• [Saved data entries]
==============================

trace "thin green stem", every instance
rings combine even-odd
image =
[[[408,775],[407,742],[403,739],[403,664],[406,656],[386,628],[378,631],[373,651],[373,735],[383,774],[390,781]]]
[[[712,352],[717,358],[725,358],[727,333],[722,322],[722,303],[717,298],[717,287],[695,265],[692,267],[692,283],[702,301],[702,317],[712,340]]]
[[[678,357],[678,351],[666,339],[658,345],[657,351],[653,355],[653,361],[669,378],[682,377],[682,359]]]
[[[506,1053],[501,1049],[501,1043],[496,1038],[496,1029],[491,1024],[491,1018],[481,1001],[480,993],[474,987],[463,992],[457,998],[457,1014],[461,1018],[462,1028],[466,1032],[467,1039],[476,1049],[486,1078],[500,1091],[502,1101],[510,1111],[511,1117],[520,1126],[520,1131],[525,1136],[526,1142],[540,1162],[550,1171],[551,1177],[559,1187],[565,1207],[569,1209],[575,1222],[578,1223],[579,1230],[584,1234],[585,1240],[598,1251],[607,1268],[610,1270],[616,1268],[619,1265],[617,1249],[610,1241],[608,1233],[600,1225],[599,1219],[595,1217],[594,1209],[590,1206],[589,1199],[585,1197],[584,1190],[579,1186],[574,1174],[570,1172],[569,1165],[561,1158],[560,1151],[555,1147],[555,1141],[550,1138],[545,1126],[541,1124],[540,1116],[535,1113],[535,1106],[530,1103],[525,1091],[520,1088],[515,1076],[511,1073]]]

==============================

Each record above needs to be reproduced exactly as written.

• [ANSWER TO THE EXERCISE]
trace "thin green stem", every instance
rings combine even-odd
image =
[[[408,775],[407,742],[403,739],[403,664],[406,656],[386,628],[378,631],[373,651],[373,735],[383,774],[390,781]]]
[[[712,352],[717,358],[725,358],[727,333],[722,322],[722,303],[717,298],[717,287],[695,265],[692,267],[692,283],[702,301],[702,317],[712,340]]]
[[[678,357],[678,351],[666,339],[658,345],[657,351],[653,355],[653,361],[669,378],[682,377],[682,359]]]
[[[506,1053],[501,1049],[501,1043],[496,1038],[496,1029],[491,1024],[491,1018],[481,1001],[480,993],[474,987],[463,992],[457,998],[457,1014],[461,1018],[462,1028],[466,1032],[467,1039],[476,1049],[486,1078],[500,1091],[502,1101],[510,1111],[511,1117],[520,1126],[520,1131],[525,1136],[526,1142],[540,1162],[550,1171],[551,1177],[559,1187],[565,1207],[569,1209],[575,1222],[578,1223],[579,1230],[584,1234],[585,1240],[598,1251],[607,1268],[610,1270],[616,1268],[619,1265],[617,1249],[610,1241],[608,1233],[600,1225],[599,1219],[595,1217],[594,1209],[590,1206],[589,1199],[585,1197],[584,1190],[579,1186],[574,1174],[570,1172],[569,1165],[561,1158],[560,1151],[555,1147],[555,1141],[550,1138],[545,1126],[541,1124],[540,1116],[535,1113],[535,1106],[530,1103],[525,1091],[520,1088],[515,1076],[511,1073]]]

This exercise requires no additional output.